# THE TASK
Among the records, which lines include "annotation"? List them.

# DATA SUPPLIED
:::::
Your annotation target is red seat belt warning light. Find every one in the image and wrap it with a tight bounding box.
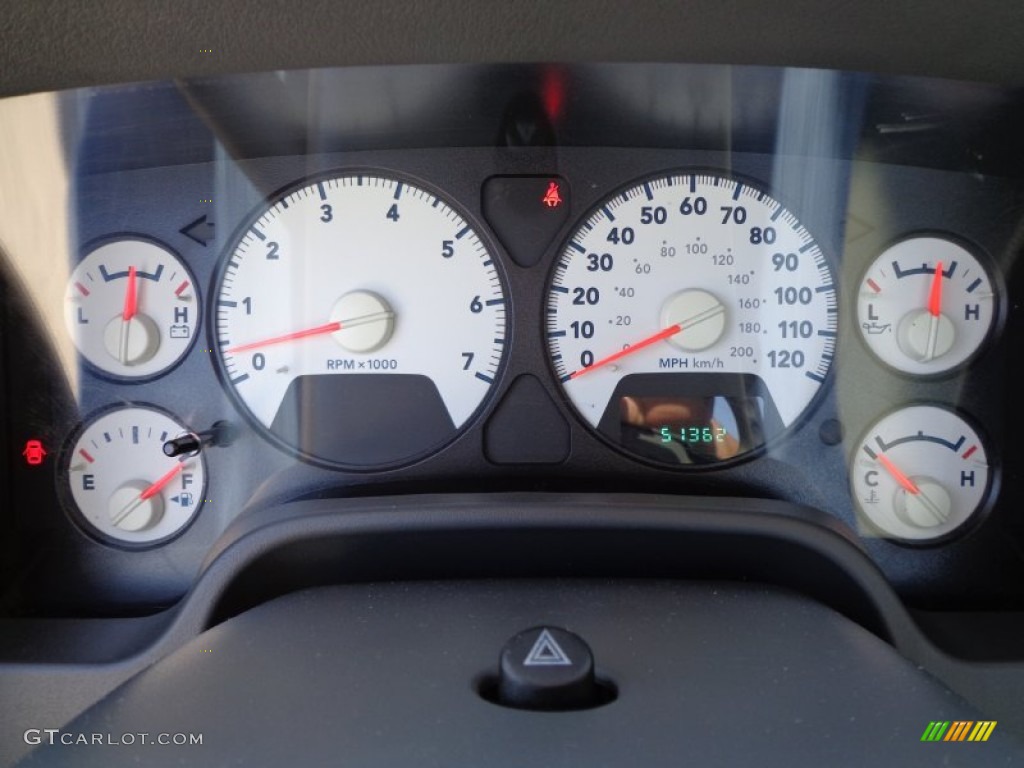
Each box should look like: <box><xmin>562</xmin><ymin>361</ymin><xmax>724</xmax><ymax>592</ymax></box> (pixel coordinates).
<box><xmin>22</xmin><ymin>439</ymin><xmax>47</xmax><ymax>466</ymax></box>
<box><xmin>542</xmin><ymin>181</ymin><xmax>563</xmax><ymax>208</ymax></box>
:::::
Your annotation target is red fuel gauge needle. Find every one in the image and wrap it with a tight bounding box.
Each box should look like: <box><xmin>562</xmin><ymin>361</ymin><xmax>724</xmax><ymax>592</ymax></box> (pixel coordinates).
:::::
# PROBLEM SOLUTION
Your annotation target is red seat belt warning light. Find every one in the image and wrap it with a tight bounding box.
Your annotation target is red fuel gauge needle. Find every one in the image and wrap it with a tight bounding box.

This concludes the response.